## COSA FARAI
Indica di quanto sono aumentati nel 2016 i ricavi pubblicitari della televisione, secondo l'articolo sulla pubblicità in tv.

## ESTRATTO DEL TESTO
--------------------------------
La Stampa, 12 luglio 2017
Ritorna la pubblicità in tv: +7%. Ma i giornali continuano a soffrire
La televisione torna a crescere, con un aumento dei ricavi pubblicitari nel 2016 pari al 7%, dopo anni di cali continui e un 2015 sostanzialmente stabile. È la sorpresa contenuta nella relazione annuale dell’Autorità garante delle comunicazioni (Agcom) presentata ieri a Montecitorio, secondo la quale aumentano in particolare i ricavi pubblicitari dalla tv in chiaro mentre calano gli introiti dalla vendita di offerte televisive. Risultato: cresce la Rai mentre fa passi indietro Mediaset. Stando al rapporto, il 2016 per il mercato dei media in Italia è stato un anno ri ripresa, con ricavi complessivi per 14,7 miliardi di euro, in rialzo del 3,9% rispetto all’anno precedente. Stabile il mercato delle telecomunicazioni, che segna un +0,2%, con la rete mobile che cresce del 2,4% a fronte di un arretramento di quella fissa del 2%.
Nei media, la parte del leone la fa come sempre la pubblicità, che pesa per il 49%, mentre il 37% arriva dalla vendita di servizi e il 14% da canone e contributi pubblici. Corre internet, col +15%, tiene la radio, con un +0,8%. La nota dolente è quella di giornali. «La stampa – spiega il presidente dell’Agcom Angelo Cardani – è il settore che evidenzia i segnali di maggiore sofferenza». I quotidiani continuano a mostrare il declino strutturale – si legge nella relazione -. I ricavi complessivi subiscono una contrazione pari al 6,6%, con una riduzione maggiore dei ricavi pubblicitari (-7,7%) rispetto a quelli derivanti da vendita di copie, inclusi i collaterali (-6%), ipotizzando invariati i contributi e le provvidenze.
--------------------------------
Dati di puntamento per espressioni referenziali
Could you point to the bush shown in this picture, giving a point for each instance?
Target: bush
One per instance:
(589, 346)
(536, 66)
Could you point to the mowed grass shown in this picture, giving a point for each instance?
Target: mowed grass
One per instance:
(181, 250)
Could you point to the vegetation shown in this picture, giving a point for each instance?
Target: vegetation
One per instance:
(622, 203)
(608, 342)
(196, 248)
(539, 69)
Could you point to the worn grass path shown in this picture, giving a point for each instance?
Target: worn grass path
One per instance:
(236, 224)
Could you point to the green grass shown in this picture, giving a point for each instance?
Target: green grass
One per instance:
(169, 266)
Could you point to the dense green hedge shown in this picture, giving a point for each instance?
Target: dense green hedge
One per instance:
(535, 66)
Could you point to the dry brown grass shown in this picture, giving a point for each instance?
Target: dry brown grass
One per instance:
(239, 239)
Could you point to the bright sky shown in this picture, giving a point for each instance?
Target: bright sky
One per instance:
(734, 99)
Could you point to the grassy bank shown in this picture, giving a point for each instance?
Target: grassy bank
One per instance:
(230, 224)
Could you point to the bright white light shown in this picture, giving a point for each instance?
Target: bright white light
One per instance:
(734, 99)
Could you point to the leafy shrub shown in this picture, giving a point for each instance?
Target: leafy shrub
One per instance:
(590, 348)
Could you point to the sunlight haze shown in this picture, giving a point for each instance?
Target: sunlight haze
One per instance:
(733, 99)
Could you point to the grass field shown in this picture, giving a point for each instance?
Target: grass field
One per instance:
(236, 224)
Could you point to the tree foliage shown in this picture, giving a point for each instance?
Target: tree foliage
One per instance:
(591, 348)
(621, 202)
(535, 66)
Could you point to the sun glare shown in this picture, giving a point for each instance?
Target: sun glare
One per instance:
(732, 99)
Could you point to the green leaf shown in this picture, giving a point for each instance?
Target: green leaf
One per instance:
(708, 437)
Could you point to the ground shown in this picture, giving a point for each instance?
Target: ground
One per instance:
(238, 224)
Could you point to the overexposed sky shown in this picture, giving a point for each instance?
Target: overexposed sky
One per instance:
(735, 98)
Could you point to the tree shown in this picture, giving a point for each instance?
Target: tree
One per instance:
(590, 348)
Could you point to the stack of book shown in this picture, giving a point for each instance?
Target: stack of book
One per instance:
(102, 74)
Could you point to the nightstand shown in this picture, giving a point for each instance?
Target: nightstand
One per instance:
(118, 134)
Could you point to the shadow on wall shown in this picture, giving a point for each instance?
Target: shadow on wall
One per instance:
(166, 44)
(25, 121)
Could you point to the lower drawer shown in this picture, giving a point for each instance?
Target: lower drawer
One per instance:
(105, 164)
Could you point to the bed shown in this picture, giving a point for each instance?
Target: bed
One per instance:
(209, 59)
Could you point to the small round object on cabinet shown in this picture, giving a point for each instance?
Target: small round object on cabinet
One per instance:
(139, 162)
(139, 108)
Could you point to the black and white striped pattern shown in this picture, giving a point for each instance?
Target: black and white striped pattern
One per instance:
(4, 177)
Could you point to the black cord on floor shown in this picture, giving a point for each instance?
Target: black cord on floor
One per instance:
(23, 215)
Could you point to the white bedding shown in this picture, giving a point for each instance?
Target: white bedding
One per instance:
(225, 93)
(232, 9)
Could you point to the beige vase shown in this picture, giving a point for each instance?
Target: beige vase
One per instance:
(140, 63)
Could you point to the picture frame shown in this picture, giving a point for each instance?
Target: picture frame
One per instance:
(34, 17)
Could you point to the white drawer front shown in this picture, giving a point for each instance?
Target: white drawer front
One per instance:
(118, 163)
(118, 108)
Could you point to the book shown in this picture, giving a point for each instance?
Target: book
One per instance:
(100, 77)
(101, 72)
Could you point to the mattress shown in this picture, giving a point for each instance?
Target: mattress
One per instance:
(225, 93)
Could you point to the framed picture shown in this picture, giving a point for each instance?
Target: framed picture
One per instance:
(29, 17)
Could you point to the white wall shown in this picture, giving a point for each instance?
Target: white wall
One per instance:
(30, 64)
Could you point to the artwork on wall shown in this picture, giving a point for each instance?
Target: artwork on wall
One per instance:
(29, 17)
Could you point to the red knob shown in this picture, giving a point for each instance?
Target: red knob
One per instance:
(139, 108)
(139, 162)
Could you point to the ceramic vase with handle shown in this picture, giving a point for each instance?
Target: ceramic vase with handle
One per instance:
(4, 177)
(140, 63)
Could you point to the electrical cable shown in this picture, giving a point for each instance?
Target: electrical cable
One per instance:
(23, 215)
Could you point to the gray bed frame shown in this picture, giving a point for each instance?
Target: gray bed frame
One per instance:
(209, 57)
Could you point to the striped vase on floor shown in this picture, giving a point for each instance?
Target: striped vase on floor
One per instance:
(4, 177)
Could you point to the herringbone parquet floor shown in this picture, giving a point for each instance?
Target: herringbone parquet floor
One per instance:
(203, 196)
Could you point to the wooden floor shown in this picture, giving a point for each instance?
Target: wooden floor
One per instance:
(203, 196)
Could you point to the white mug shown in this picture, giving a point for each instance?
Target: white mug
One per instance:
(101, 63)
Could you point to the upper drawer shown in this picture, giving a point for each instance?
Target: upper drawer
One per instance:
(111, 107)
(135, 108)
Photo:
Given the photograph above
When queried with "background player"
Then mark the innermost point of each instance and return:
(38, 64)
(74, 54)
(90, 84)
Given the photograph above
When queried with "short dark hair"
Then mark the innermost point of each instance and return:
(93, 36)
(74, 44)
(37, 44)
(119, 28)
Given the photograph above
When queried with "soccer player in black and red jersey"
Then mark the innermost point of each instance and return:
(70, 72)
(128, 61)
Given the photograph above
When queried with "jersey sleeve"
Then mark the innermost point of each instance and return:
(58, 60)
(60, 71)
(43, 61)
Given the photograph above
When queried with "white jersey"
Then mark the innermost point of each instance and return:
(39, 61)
--------------------------------
## RISULTATO
Sono aumentati del 7%.